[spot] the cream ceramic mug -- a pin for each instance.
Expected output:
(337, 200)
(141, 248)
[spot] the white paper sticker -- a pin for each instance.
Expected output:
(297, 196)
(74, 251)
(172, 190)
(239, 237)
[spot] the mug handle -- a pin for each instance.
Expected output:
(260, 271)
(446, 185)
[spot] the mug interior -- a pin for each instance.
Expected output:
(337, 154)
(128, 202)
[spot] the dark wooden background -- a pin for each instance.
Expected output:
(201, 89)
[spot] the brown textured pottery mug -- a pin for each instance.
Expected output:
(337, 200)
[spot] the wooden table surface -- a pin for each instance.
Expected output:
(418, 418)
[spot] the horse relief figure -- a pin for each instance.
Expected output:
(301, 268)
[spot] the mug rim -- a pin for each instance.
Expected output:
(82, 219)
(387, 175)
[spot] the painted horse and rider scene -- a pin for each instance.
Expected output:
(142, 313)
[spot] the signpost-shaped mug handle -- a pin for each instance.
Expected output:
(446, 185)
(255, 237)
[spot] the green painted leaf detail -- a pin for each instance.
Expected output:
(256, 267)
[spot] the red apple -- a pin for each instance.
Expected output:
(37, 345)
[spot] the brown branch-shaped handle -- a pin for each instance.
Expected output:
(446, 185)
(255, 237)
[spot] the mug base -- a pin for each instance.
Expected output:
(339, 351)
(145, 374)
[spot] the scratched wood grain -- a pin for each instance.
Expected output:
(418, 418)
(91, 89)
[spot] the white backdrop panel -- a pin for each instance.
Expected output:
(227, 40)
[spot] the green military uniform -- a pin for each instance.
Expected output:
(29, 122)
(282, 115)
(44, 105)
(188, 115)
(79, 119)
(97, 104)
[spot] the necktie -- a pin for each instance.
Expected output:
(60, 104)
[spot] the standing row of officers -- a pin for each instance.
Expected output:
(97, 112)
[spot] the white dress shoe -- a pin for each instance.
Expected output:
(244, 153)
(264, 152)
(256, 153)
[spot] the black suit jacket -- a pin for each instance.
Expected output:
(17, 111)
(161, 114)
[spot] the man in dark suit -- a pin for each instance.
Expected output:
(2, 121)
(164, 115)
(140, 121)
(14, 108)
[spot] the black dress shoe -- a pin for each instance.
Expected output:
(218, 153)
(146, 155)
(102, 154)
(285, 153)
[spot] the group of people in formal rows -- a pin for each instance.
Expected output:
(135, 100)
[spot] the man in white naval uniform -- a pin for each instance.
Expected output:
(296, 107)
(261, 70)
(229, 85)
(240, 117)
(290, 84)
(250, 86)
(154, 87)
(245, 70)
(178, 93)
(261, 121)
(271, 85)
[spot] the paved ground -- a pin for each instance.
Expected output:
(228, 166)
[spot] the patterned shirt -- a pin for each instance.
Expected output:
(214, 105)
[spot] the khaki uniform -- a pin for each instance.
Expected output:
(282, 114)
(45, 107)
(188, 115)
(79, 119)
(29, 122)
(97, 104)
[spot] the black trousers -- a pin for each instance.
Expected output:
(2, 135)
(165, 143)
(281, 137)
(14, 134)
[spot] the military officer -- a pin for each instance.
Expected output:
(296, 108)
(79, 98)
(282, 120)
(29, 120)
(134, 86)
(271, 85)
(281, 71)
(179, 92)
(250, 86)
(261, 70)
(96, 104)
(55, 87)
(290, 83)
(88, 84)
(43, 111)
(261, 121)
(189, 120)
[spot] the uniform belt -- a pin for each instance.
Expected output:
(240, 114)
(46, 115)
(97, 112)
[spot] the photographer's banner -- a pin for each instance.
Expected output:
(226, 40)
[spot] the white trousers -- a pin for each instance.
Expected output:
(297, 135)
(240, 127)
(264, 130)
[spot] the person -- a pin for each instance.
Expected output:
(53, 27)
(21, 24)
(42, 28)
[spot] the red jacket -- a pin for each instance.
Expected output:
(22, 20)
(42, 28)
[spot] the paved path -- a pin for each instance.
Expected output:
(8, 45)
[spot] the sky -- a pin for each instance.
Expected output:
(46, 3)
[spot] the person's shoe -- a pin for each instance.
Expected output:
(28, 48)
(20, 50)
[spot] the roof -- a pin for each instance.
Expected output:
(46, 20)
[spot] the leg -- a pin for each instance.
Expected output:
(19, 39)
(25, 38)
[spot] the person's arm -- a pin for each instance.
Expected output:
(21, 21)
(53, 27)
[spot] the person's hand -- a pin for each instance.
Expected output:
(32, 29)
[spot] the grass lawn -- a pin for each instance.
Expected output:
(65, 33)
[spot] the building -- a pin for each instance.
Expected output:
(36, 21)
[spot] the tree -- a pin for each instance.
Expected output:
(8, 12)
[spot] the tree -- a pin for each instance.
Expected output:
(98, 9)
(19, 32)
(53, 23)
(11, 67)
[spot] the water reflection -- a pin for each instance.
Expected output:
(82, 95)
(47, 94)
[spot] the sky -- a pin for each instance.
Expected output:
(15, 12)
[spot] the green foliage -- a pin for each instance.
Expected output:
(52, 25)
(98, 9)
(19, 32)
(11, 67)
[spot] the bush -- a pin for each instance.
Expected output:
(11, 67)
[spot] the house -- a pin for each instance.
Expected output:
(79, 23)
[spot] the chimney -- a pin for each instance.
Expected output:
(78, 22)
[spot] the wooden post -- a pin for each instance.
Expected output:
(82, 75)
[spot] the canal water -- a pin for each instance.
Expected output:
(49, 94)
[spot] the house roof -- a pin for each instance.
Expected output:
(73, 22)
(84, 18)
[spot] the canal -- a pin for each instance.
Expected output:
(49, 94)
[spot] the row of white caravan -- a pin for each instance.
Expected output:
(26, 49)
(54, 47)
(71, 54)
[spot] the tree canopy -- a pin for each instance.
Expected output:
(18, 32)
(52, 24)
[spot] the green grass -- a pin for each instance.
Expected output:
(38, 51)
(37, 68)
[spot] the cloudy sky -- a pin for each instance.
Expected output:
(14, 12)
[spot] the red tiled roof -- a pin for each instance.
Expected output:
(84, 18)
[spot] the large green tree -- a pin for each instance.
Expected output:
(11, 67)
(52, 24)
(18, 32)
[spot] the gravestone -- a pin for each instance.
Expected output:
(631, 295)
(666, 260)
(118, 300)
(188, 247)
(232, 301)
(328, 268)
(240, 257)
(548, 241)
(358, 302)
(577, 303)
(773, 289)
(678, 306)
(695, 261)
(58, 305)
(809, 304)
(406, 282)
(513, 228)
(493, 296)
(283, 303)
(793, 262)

INSTRUCTIONS TO FOLLOW. Scan the data above; copy every line where "trousers" appears.

OUTPUT BELOW.
[spot] the black trousers -- a pin for each instance.
[spot] the white trousers -- a pin for each instance.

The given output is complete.